▶ _What you will do_
Every line of the records below from the line with "Exercise. Mark the climbing harness" up to and including the line with "Exercise. Mark the dark" must be reproduced exactly, and no line outside that range.

▶ _Information supplied_
***

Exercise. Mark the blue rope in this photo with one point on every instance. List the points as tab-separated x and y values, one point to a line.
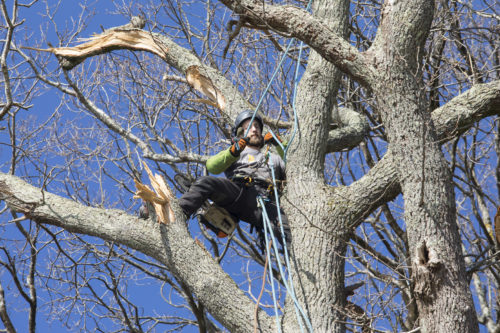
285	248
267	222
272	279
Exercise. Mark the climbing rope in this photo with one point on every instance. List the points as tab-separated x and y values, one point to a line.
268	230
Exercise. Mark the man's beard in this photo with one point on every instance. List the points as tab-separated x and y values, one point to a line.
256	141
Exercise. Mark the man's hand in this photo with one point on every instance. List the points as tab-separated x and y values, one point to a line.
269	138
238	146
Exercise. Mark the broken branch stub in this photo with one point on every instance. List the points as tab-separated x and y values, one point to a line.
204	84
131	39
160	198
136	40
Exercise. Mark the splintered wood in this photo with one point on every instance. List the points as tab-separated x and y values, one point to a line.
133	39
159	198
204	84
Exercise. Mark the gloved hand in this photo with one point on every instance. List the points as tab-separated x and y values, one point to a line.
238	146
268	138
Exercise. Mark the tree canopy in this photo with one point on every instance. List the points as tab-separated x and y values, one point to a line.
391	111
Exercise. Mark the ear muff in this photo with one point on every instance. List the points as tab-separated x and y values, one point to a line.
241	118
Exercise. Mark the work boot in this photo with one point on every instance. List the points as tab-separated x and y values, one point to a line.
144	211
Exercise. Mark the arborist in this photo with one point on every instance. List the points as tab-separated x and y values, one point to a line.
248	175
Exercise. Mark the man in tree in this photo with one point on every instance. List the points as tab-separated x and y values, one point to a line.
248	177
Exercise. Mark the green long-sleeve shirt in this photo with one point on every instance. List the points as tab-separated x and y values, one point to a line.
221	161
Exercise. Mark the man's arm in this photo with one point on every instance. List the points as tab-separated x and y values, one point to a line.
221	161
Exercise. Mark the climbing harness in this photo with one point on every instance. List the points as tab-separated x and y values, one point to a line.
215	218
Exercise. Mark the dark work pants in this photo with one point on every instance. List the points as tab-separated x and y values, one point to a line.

***

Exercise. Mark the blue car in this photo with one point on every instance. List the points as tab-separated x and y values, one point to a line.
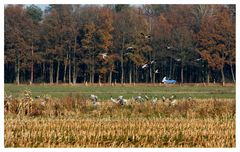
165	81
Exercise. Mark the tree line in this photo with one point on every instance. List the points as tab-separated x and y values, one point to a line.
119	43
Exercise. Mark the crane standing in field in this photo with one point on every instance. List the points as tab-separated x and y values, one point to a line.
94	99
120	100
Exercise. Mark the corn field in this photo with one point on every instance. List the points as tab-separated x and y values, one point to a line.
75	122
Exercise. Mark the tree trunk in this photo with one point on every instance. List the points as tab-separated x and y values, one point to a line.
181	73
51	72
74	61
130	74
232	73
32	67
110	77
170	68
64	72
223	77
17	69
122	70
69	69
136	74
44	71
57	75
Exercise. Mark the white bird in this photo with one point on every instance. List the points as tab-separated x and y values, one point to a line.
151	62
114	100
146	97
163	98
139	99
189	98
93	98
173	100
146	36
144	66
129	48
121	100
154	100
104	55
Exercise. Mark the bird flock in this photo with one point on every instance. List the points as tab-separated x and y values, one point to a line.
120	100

***

▶ _Answer to this problem_
Exercise. Mark the climbing harness in this photo with one point on every instance. List the points as tab-separated x and y values, one point to a line.
215	218
Exercise. Mark the dark work pants in this photo with one point on every instance. List the points as tab-separated x and y values, one point to a line.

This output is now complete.